Assigned task: Exactly as written, transcribe the data that follows.

[Stored items from a collection]
↓

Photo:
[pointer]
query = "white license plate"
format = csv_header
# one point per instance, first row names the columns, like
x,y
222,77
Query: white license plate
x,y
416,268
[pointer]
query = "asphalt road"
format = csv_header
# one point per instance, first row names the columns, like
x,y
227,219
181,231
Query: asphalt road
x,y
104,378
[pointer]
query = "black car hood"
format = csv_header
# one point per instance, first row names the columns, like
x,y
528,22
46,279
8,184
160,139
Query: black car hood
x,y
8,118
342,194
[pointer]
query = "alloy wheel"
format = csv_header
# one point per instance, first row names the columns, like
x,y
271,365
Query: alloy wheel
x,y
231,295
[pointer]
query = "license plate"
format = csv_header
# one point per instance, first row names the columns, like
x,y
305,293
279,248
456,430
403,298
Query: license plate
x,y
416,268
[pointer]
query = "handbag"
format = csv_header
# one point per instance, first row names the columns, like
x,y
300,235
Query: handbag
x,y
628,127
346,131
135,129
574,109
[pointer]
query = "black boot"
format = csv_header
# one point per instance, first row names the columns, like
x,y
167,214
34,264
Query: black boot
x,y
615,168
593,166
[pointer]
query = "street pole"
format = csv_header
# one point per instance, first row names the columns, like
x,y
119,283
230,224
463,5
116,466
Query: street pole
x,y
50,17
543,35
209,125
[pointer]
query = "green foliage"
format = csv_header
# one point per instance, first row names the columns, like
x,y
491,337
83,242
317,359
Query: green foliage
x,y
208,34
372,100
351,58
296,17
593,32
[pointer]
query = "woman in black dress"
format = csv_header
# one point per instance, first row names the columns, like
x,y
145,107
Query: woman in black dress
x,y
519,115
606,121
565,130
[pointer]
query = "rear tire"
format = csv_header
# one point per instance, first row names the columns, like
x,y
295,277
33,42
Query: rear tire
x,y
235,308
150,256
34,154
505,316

↑

Solution to this task:
Photo:
[pointer]
query = "white license plate"
format = csv_header
# one point per instance, first row names the columns, like
x,y
222,77
Query: white license plate
x,y
416,268
[pointer]
query = "asphalt road"
format = csv_header
# one point per instance, first row names the columns, like
x,y
227,219
181,231
Query: asphalt road
x,y
104,378
[pointer]
query = "black car hood"
format = csv_header
# one point per instance, first row names the columns, like
x,y
528,22
46,279
8,184
160,139
Query: black car hood
x,y
8,118
342,194
[pointer]
query = "alloy wheel"
format = csv_header
# one point per instance, first row names the columns, like
x,y
271,365
Query: alloy wheel
x,y
231,295
[pointer]
query = "license plate"
format = csv_header
# one point per instance, first row names the columns, like
x,y
305,293
279,248
456,430
403,298
Query: license plate
x,y
416,268
[pointer]
query = "handbag"
format = csv_header
# one point per instance, first row names the columns, like
x,y
300,235
Query: handbag
x,y
628,127
346,131
135,129
574,109
[pointer]
query = "black boot"
format = csv_header
# one point per instance, first row names the columns, like
x,y
167,214
34,264
Query: black boot
x,y
615,168
593,166
[pointer]
query = "street pole"
format = csv_header
# one point per instance, first row names the columns, like
x,y
119,283
230,224
463,5
116,466
Query: street pole
x,y
50,17
543,35
209,125
[pointer]
query = "green foliage"
format = csv_header
# one point per instance, first row names the columns, like
x,y
491,337
83,242
317,359
Query: green foliage
x,y
208,34
372,100
351,58
296,17
593,32
[pointer]
query = "woman in black dress"
format = csv_header
# one point per instance, first row names the columns, like
x,y
145,107
Query: woman in black dress
x,y
519,115
606,121
565,130
[pointer]
query = "rear tire"
format = csv_header
# one point per instance, first row names the columns, like
x,y
295,277
33,42
Query: rear tire
x,y
235,308
150,256
34,154
505,316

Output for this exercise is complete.